▶ **INFORMATION GIVEN**
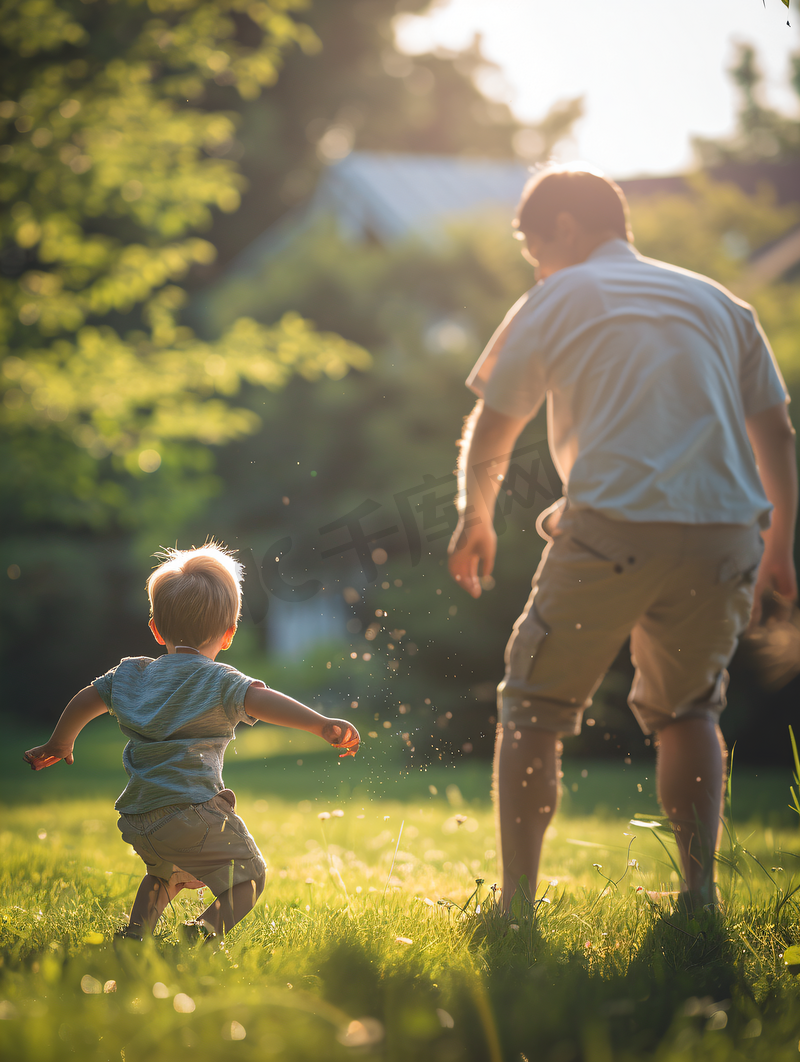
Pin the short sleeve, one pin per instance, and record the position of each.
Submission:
(235, 686)
(760, 378)
(103, 685)
(510, 374)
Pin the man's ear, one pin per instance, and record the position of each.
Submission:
(566, 228)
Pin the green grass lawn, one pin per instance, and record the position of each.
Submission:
(373, 939)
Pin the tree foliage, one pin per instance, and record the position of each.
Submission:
(109, 171)
(762, 133)
(360, 92)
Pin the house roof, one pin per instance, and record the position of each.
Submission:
(386, 197)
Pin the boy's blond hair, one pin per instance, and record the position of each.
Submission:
(196, 595)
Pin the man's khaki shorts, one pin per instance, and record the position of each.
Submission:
(196, 844)
(682, 593)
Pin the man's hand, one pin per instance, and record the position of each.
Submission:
(472, 550)
(772, 440)
(775, 574)
(46, 755)
(340, 734)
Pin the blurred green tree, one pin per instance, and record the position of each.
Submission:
(424, 312)
(360, 92)
(761, 133)
(109, 170)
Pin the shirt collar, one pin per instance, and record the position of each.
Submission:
(613, 249)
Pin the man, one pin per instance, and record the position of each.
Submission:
(667, 423)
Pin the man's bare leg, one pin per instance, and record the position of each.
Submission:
(151, 900)
(233, 905)
(691, 771)
(526, 767)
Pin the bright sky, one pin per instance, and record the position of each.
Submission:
(652, 73)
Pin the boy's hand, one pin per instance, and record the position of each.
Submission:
(46, 755)
(341, 735)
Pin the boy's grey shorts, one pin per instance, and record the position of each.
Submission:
(196, 844)
(682, 593)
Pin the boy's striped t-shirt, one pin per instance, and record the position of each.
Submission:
(179, 713)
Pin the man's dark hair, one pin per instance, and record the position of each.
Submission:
(597, 203)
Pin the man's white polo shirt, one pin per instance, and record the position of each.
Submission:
(649, 372)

▶ **WRITTEN EXERCISE**
Starting with the line containing "Pin the man's hand, one" and going on through the end of the entries, write those lines out again, swapping "instance" for "occurrence" wherever it appears and leaving everything else unchanged.

▶ **ANSWER TO THE PROBLEM**
Pin the man's hand, one pin per occurrence, and record the position of each.
Submission:
(472, 550)
(772, 440)
(775, 574)
(46, 755)
(340, 734)
Pin the blurred green tree, one pin per occurrence, and record the position of each.
Submission:
(424, 312)
(360, 92)
(761, 133)
(109, 170)
Pin the shirt collar, one pin per occurrence, and record the position of each.
Submission:
(613, 249)
Pin the man, one pin per occurrence, and record the position of each.
Submission:
(667, 423)
Pin the man's bare leg, one pin per occurrence, and record the position of each.
Submission:
(151, 900)
(233, 905)
(691, 771)
(526, 767)
Pin the bright sky, one pin per occurrence, and record the position of each.
Submission:
(652, 73)
Pin the boy's hand, one pin per occurrence, and record the position of each.
Submission:
(46, 755)
(341, 735)
Pin the boy's grey shorts, one pin per occurrence, and record the position of each.
Submission:
(196, 844)
(682, 593)
Pin the boy's striped t-shirt, one pin per occurrence, and record the position of each.
Submission:
(179, 713)
Pin the man's dark hair, one pin per occurrence, and record the position of each.
Submission:
(597, 203)
Pin the man's white polo shirt, one pin per occurrence, and record the position of each.
Submission:
(649, 372)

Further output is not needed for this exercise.